# [Document passage]
Submit-failed

Hi Ros,

I find that the following OMP related changes (shown in bold font) in the suite u-cq224 helps to avoid the segmentation fault I reported earlier in this thread.

  1. In the rose-suite.conf

!!MAIN_OMPTHR_ATM=2
MAIN_OMPTHR_ATM=10

  1. In the archer2.rc

[[ATMOS_RESOURCE]]
inherit = UM_PARALLEL, SUBMIT_RETRIES
[[[directives]]]
–nodes={{NODE_ATM}}
–ntasks= {{TASKS_ATM}}
–tasks-per-node={{NUMA*(TPNUMA_ATM|int)}}
–cpus-per-task={{MAIN_OMPTHR_ATM}}
[[[environment]]]
OMP_NUM_THREADS={{MAIN_OMPTHR_ATM}}
ROSE_LAUNCHER_PREOPTS = {{ATM_SLURM_FLAGS}}
OMP_STACKSIZE = 20Gb
[[[job]]]
execution time limit = {{MAIN_CLOCK}}

I haven’t fully understood why this helps to solve the issue. Also, I am not sure if this is the best optimisation possible. Please could you help me optimise this OMP related settings further. Also I am doubting if this new OMP configuration is taking long time to complete the job.

Cheers,
Timmy

Hi Ros,

From today morning, I am getting the following error while submitting any of the suites which were running earlier in my area. Is this some issue with my account or is there something wrong with pumatest today ?

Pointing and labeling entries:
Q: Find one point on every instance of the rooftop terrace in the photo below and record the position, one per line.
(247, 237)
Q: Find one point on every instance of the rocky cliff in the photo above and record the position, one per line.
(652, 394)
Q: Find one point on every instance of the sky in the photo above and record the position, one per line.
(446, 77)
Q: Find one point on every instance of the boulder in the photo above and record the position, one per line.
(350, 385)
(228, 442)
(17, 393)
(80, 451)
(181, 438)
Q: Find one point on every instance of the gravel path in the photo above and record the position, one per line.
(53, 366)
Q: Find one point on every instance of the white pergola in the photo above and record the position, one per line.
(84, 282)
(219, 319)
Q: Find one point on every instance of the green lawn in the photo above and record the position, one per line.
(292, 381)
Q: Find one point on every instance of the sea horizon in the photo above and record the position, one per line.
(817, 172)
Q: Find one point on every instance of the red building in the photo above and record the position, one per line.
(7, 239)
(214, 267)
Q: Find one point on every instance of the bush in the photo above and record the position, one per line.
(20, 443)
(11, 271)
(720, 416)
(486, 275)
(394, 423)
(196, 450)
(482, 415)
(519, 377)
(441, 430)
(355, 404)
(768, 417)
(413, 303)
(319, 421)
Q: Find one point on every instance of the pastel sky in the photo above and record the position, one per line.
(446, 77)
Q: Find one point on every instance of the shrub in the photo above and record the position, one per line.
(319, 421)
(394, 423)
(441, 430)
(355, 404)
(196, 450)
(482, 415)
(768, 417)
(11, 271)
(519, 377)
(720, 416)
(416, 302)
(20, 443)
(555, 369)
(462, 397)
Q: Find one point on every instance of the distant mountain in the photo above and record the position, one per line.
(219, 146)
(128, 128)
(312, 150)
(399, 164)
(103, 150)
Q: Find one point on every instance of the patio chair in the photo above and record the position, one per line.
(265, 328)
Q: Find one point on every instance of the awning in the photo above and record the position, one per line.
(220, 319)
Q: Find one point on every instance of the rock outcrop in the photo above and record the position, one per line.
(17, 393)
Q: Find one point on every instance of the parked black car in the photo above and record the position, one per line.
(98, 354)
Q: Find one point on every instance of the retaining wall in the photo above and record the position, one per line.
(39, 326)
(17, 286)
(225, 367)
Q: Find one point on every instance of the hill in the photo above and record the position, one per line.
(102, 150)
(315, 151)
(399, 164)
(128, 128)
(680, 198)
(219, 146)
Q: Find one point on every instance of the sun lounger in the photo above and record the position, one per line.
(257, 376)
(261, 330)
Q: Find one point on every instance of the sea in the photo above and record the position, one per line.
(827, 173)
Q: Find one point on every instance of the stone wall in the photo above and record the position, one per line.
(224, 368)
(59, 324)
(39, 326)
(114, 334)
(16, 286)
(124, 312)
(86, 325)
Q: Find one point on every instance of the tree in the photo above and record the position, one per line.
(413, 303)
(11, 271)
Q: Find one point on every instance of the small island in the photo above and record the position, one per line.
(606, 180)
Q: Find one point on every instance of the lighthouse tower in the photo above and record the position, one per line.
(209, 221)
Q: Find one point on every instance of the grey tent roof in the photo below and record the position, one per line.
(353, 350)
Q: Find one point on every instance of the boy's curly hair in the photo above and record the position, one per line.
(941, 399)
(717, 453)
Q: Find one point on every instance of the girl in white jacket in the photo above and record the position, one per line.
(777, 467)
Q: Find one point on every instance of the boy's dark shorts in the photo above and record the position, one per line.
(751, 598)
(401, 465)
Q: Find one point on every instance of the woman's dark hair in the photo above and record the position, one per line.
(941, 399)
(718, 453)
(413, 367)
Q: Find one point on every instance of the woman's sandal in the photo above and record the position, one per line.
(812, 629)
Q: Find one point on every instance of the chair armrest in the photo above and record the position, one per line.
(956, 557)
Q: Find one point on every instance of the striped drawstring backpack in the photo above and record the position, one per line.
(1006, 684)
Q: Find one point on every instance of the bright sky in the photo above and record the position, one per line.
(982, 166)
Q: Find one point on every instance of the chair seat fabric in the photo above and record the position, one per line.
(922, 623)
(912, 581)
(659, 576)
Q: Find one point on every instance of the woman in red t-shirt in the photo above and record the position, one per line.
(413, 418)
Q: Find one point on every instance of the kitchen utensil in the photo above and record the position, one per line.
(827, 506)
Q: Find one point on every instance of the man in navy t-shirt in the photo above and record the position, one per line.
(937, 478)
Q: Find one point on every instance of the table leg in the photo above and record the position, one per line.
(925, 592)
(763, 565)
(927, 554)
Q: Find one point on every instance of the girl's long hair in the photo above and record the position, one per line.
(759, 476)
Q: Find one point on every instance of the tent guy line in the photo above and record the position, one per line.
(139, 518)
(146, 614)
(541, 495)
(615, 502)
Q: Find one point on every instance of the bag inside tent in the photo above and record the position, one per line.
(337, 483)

# [Challenge A]
In the forum thread about the suite's OMP settings, list the names of the environment variables set under the [[[environment]]] heading.
# [Challenge B]
Write the next part of the forum thread about the suite's OMP settings, picking up after its final sentence.
You will not need the material for this work.

# [Exercise output A]
OMP_NUM_THREADS, ROSE_LAUNCHER_PREOPTS, and OMP_STACKSIZE

# [Exercise output B]
Cheers,
Timmy

[INFO] install: suite.rc

[INFO] REGISTERED u-cq224 → /home/eartfr/cylc-run/u-cq224

[INFO] create: share

[INFO] create: share/cycle

[INFO] create: work

[FAIL] ssh -oBatchMode=yes -n tfrancis@login.archer2.ac.uk env\ ROSE_VERSION=2019.01.3\ CYLC_VERSION=7.8.7\ bash\ -l\ -c\ ‘“$0”\ “$@”’\ rose\ suite-run\ -vv\ -n\ u-cq224\ –new\ –run=run\ –remote=uuid=a7aae907-76a5-44c4-848a-716b11028ca3,now-str=20220902T111035Z,root-dir=‘$DATADIR’ # return-code=255, stderr=

[FAIL] Permission denied (publickey).

Your ssh agent has probably stopped

what do you get on pumatest for
ssh-add -l

Hi Grenville,

I get the following message:

-bash-4.1$ ssh-add -l
Could not open a connection to your authentication agent.

Cheers,
Timmy

Tummy

On pumtaest, delete ~/.ssh/environment.pumatest.nerc.ac.uk, log out, then login and add the arceherum key to the ssh agent

ssh-add ~/.ssh/id_rsa_archerum

that should do it.

Grenvile

Hi Grenvile,

Yes, the ssh agent is working fine now.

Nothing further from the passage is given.